SHORT EXERCISE: Rewrite all of the records below, swapping "photo" for "image" wherever it occurs and changing nothing else. Leave the pictures out.

START

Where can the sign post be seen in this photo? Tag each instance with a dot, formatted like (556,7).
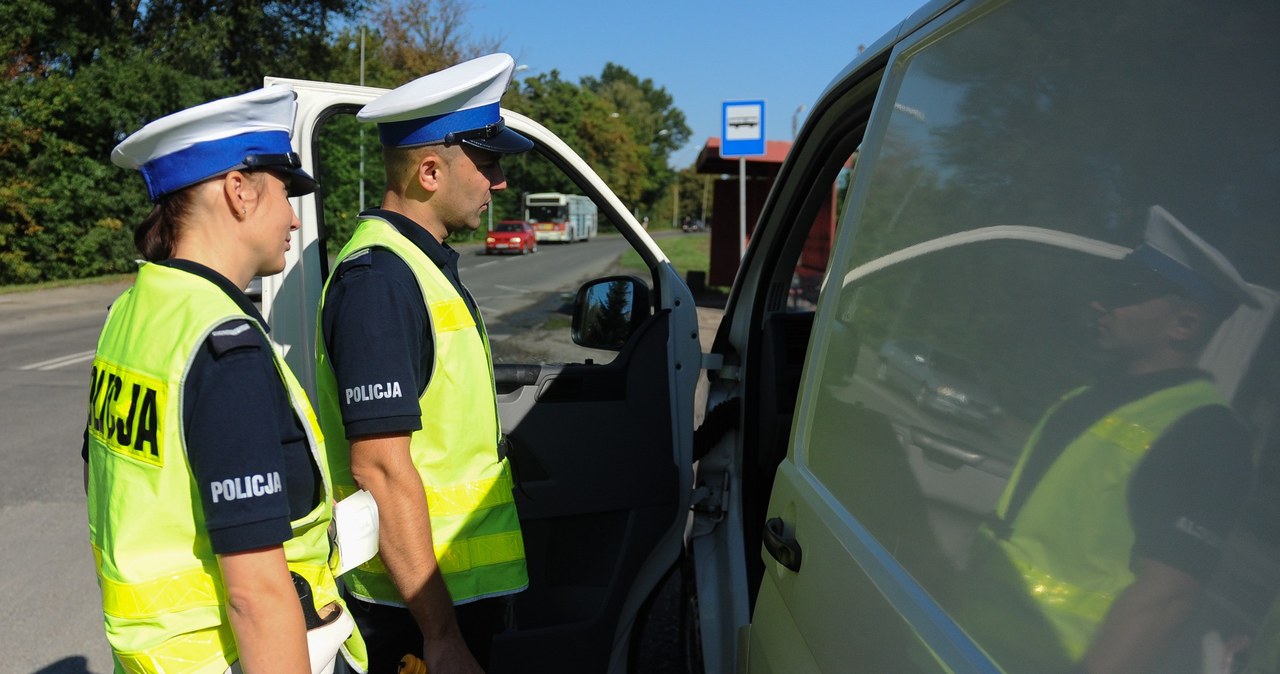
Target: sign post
(741,136)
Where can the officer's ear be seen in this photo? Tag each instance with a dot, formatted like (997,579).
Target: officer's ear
(430,166)
(240,192)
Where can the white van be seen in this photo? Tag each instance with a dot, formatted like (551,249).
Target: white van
(1005,156)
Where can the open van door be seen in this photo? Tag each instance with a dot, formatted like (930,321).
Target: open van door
(992,160)
(600,450)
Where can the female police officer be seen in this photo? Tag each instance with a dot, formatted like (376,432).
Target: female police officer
(209,500)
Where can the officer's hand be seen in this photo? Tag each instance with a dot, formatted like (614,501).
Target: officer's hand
(451,656)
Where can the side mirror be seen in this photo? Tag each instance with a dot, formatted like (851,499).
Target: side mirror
(608,311)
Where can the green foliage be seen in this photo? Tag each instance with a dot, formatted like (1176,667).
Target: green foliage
(80,76)
(688,252)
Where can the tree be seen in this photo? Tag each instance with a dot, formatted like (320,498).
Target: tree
(622,127)
(657,127)
(81,74)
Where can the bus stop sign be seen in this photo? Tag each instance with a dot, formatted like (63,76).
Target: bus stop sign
(743,129)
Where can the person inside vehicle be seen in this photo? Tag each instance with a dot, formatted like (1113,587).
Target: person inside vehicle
(209,500)
(405,380)
(1116,512)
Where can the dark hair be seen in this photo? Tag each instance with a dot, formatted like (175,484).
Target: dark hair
(158,233)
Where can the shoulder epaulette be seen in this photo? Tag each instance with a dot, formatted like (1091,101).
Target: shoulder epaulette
(232,335)
(364,258)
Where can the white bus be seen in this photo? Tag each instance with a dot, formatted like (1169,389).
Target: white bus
(563,218)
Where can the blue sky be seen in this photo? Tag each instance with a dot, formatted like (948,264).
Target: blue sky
(703,53)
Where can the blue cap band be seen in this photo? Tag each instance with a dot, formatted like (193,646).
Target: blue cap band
(1183,276)
(412,132)
(193,164)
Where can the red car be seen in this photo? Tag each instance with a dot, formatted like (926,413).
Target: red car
(511,237)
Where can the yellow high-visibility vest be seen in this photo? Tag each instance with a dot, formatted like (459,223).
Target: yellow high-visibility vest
(163,596)
(475,530)
(1041,588)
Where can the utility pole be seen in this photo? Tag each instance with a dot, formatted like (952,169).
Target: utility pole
(361,127)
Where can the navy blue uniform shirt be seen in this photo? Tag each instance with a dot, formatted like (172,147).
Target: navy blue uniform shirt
(240,423)
(378,334)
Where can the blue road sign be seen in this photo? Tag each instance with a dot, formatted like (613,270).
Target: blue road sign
(743,129)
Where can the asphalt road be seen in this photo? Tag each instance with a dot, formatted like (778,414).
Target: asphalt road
(51,611)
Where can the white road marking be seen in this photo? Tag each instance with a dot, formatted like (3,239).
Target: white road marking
(62,361)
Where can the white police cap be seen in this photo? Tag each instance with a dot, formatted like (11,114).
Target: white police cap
(250,131)
(456,105)
(1197,269)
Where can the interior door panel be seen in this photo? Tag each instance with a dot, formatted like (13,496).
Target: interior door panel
(595,487)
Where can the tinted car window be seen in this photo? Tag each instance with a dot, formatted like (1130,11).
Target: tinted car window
(986,399)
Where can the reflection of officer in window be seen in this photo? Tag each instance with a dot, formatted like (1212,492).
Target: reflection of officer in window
(1115,514)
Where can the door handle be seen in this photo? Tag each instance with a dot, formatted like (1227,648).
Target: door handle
(782,548)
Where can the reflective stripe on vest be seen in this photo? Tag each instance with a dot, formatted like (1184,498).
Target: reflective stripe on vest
(475,530)
(163,600)
(1068,548)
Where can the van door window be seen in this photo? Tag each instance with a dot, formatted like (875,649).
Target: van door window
(1045,367)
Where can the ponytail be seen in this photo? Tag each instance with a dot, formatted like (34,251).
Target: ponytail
(158,233)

END

EXERCISE ANSWER:
Where can the sign post be seen in this image? Tag each instance with a dot, formatted like (556,7).
Target: sign post
(741,136)
Where can the officer's ear be seen in this image? Tag each instance with a dot, formatted like (997,579).
Target: officer's ear
(430,166)
(240,192)
Where can the white van be seen in this image? Tag each instance with a dot, formatted like (551,249).
Target: white van
(1005,156)
Where can the open van door be seen in this image? Tag each instance with a dot, formatted like (930,321).
Target: open van door
(992,160)
(600,450)
Where can the female police officer be seen in this image? Tag each instance with a dot, formatted like (376,432).
Target: female police officer
(209,500)
Where can the officer's hand be seen in this image? Tag each instance with a dot, formatted like (614,501).
Target: officer's hand
(451,656)
Where can the side mirror be seen in this image? Tag each instance with a dot, formatted like (851,499).
Target: side mirror
(608,311)
Where can the green foliage be seen in this image? Tag each instance with a dot, formatted like (1176,667).
Target: green foliage
(80,76)
(688,252)
Where can the tree be seen in this image? Tag each instance with a dot, formatted like (320,498).
Target: tree
(622,127)
(657,127)
(81,74)
Where can the bus stop sign be seen in this image? Tag each instance with a dot, formatted like (63,76).
Target: bus stop sign
(743,129)
Where can the person inside vehicle be seen in this image? Tag each instance with a dot, formatted like (1113,587).
Target: person inside vehicle
(209,500)
(405,380)
(1116,512)
Where can the dark hair be seen in this image? Tag each instance with a dot, formatted like (175,484).
Target: dark hair
(158,233)
Where can the shoulder epaulette be seen in this image? Tag each instance with a dot, formatted like (1091,101).
Target: shoulder epaulette
(232,335)
(364,258)
Where can the white bus be seen in this image? Tag each instance with a dot, formatted like (1169,389).
Target: white bus
(563,218)
Where can the blue sky be seen in this image? Tag each instance with a dot, formatted like (948,264).
Target: blue sky
(703,53)
Where can the blue cap band be seen in this image? Tag each instance with a dot, formatted like (193,646).
Target: blue cap band
(1183,276)
(412,132)
(193,164)
Where can the red car be seen in this image? Tag each instance with a dot, formatted like (926,413).
Target: red car
(511,237)
Where can the yellow high-visibility vest be seen in this image? Tag each instance with a dot, formatted like (459,223).
Target: yellow high-visibility vest
(163,596)
(475,530)
(1041,588)
Where can the utility pole be seen in this image? Tag each instance with a dot, formatted like (952,169).
Target: utility pole
(361,127)
Where can the navy blue uniform shirt be seen in this image? Tag each instance with a dot, formatted like (172,147).
Target: navy blue uniform shirt
(240,423)
(378,334)
Where can the blue road sign be seen in this image? Tag each instance with a dot, formatted like (613,270).
Target: blue road sign
(743,129)
Where can the asphalt road be seen in this image? Tag each instance with a dot, formatted like (778,414).
Target: asphalt road
(51,611)
Where can the white road marking be seen in this image? Tag each instance with a dot, formatted like (3,239).
Target: white road marking
(62,361)
Where can the white police cap be seen in this image? Tag each instance with a dot, formatted like (11,114).
Target: white police cap
(250,131)
(456,105)
(1197,269)
Where can the interior door panel be seen in this image? Tag each instance with a dot, formatted like (13,496).
Target: interior door panel
(595,487)
Where can the tinted car window be seen in this image? Tag each instance with a dot, formatted like (1130,11).
Target: tinted car window
(986,399)
Where can the reflection of officer in window be seen in this image? Tag each instance with a dot, formatted like (1212,492).
Target: reflection of officer in window
(1115,514)
Where can the door handle be seen in this image? Tag each instance with a dot, formatted like (1227,648).
Target: door handle
(782,548)
Where can the reflective stripe on vest be seen in this image? Tag each instance with a dot, formatted like (1184,498).
Target: reflective stripe on vest
(475,530)
(163,600)
(1068,548)
Where can the van door window be seen in this image? Tag each instance with a dot, formatted like (875,649).
Target: van door window
(1045,367)
Where can the ponytail be seen in this image? Tag each instance with a dot, formatted like (34,251).
Target: ponytail
(158,233)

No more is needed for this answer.